▶ [Indicación A]
En el fragmento sobre el clasismo, ¿con quiénes convivió quien escribe para curarse de sus prejuicios?
▶ [Indicación B]
Convierte en una tabla Markdown las líneas del listado que empiezan en la que contiene "outline sound equipment, every instance" y terminan en la que contiene "[[[222,147],[233,141],[233,122],[226,119],[198,119],[194,149]]]", ambas incluidas. Usa las columnas Nº y Línea, y omite las líneas en blanco.

▶ [Fragmento de lectura]
::::::
Sigue sin gustarme el beber de una copa o una botella después de otra persona —
quiero decir después de otro hombre; si se trata de una mujer, no me importa—, pero
al menos no interviene en ello la cuestión de la clase. Me curé de mis prejuicios al
convivir con vagabundos. Éstos, en realidad, no son muy sucios en relación con el
conjunto de los ingleses, pero tienen la fama de serlo. Cuando se ha compartido el
lecho con un vagabundo y se ha bebido té de la misma lata, se siente que se ha pasado
lo peor, y lo peor no es ya causa de terrores.
He tratado estos temas porque son vitalmente importantes. Para librarse del
clasismo, hay que empezar por saber la visión que cada una de las clases tiene de las
demás. No sirve de nada decir que la gente de clase media son unos esnobs y
quedarse ahí. Para avanzar algo hace falta comprender que el esnobismo tiene
relación con un cierto tipo de idealismo, pues su origen se remonta a la primera
educación que recibe un niño de la clase media, a quien se enseña, casi
simultáneamente, a lavarse las orejas, a estar dispuesto a morir por su país y a
despreciar a las «clases bajas».
::::::
▶ [Listado en bruto]
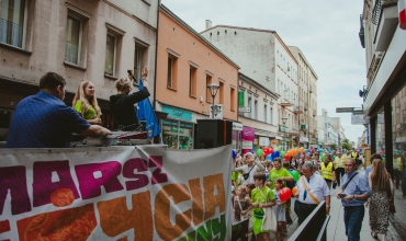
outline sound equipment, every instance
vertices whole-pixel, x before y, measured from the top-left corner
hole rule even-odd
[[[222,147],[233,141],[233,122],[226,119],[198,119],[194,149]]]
::::::
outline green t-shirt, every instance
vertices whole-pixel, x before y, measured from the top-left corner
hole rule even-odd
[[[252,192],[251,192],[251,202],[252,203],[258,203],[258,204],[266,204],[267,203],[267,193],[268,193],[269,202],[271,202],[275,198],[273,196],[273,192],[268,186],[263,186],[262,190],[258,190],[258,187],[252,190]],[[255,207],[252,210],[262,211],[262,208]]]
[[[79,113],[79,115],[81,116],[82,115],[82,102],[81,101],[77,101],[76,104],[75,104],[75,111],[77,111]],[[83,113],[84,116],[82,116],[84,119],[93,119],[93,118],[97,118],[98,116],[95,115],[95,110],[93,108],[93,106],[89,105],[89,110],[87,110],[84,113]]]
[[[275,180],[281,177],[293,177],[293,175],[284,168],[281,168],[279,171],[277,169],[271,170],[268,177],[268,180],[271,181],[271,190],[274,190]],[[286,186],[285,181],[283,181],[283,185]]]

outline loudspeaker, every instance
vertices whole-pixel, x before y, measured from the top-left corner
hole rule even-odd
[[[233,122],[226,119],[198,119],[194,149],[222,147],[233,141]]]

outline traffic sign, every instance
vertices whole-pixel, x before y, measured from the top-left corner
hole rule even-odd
::::::
▶ [Solución escrita A]
Con vagabundos.

▶ [Solución escrita B]
| Nº | Línea |
|---|---|
| 1 | outline sound equipment, every instance |
| 2 | vertices whole-pixel, x before y, measured from the top-left corner |
| 3 | hole rule even-odd |
| 4 | [[[222,147],[233,141],[233,122],[226,119],[198,119],[194,149]]] |